_Exercise description_
Copy the data exactly as it appears, and do not include any pictures.

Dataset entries
★ ★ ★

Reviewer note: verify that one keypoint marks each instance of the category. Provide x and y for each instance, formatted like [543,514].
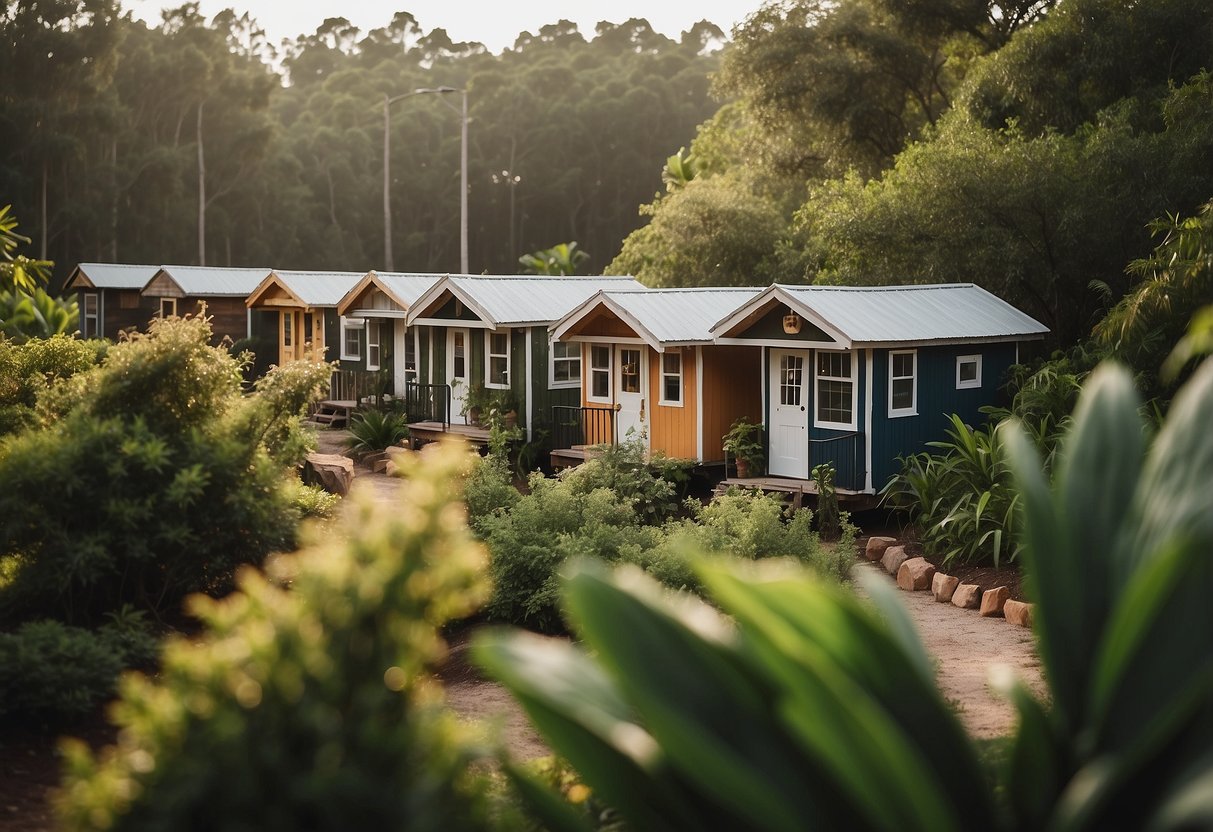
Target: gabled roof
[875,315]
[517,300]
[403,289]
[110,275]
[308,289]
[211,280]
[662,317]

★ ★ ★

_Result of this task_
Reviewer note: verify that one keypoint marks each instance of the category. Provide x and y for each instance, formatted like [543,514].
Target: gabled roof
[875,315]
[517,300]
[403,289]
[110,275]
[308,289]
[211,280]
[662,317]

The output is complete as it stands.